▸ **Document excerpt**
--

Actionable Insights for the "Brooks Curious"

If you find yourself nodding along (or even screaming) at his columns, here’s how to put some of that "social repair" into practice:

  • Audit your "Eulogy Virtues": Take ten minutes. If you died tomorrow, what would you want people to say about your character? Are you actually doing anything today that builds that character?
  • Practice "Aggressive Listening": In your next meeting or dinner, try to ask three questions for every one statement you make. See if the other person feels more "seen."
  • Find Your "Second Mountain": Brooks argues that the "first mountain" is about personal success (career, money). The "second mountain" is about commitment to others. Identify one thing you do purely for your community, not your résumé.

--

(Stored data)

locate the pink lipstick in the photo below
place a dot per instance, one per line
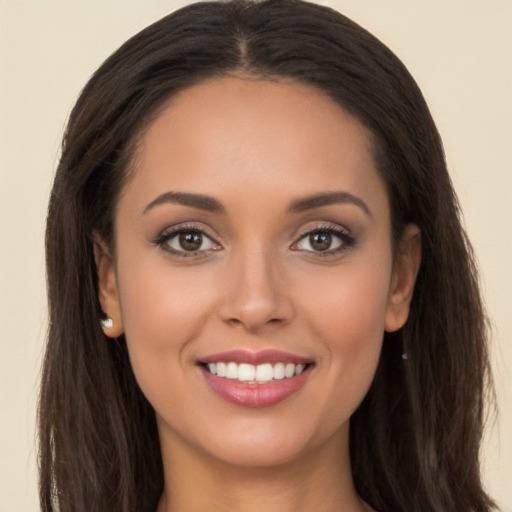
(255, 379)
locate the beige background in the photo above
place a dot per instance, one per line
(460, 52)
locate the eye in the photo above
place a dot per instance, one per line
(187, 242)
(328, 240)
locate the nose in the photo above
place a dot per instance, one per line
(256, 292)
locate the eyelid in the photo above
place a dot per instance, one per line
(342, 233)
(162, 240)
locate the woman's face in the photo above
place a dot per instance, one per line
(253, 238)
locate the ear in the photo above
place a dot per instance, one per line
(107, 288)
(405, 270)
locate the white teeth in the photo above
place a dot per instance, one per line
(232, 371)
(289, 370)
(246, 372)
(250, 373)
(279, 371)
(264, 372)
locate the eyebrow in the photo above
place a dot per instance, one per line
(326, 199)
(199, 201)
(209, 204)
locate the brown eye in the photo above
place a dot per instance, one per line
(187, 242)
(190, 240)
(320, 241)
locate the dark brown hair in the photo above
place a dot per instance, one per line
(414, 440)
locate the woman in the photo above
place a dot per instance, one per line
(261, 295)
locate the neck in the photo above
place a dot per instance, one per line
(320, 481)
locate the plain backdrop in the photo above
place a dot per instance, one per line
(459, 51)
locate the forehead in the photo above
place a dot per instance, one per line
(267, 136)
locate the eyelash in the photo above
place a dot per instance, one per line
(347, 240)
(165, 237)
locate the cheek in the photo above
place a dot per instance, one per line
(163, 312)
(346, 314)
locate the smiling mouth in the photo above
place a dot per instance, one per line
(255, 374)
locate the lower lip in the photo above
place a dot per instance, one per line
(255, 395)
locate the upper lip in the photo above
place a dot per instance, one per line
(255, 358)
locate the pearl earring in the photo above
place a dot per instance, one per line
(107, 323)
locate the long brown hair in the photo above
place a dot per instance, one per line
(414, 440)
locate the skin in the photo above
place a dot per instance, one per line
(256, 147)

--

▸ **Exercise set**
A) In the Brooks tips, swap "ten minutes" for "fifteen minutes" and write out the stretch from "Actionable Insights for" through "builds that character?".
B) Answer these questions on the Brooks tips:
(i) How long should the "Eulogy Virtues" audit take?
(ii) How many questions should you ask for every statement you make?
(iii) What is the "first mountain" about?
C) Write what comes next in the Brooks tips, following on from their final line.

▸ **Answers by task**
A)
Actionable Insights for the "Brooks Curious"

If you find yourself nodding along (or even screaming) at his columns, here’s how to put some of that "social repair" into practice:

  • Audit your "Eulogy Virtues": Take fifteen minutes. If you died tomorrow, what would you want people to say about your character? Are you actually doing anything today that builds that character?

B)
(i) Ten minutes.
(ii) Three.
(iii) Personal success (career, money).

C)
At the end of the day, Brooks is a polarizing figure because he’s trying to be a moralist in an age that hates being judged. But maybe, just maybe, we need a little bit of that judgment to remind us that we're more than just consumers or voters. We’re souls. Kinda deep for a Tuesday morning op-ed, right?

To start engaging with his work more deeply, look up his 2015 column "A Moral Bucket List." It’s the quintessential Brooks piece that bridges his political past with his more philosophical present. From there, check out his "Sydney Awards" archives to find writers who are tackling the same "big questions" from different angles.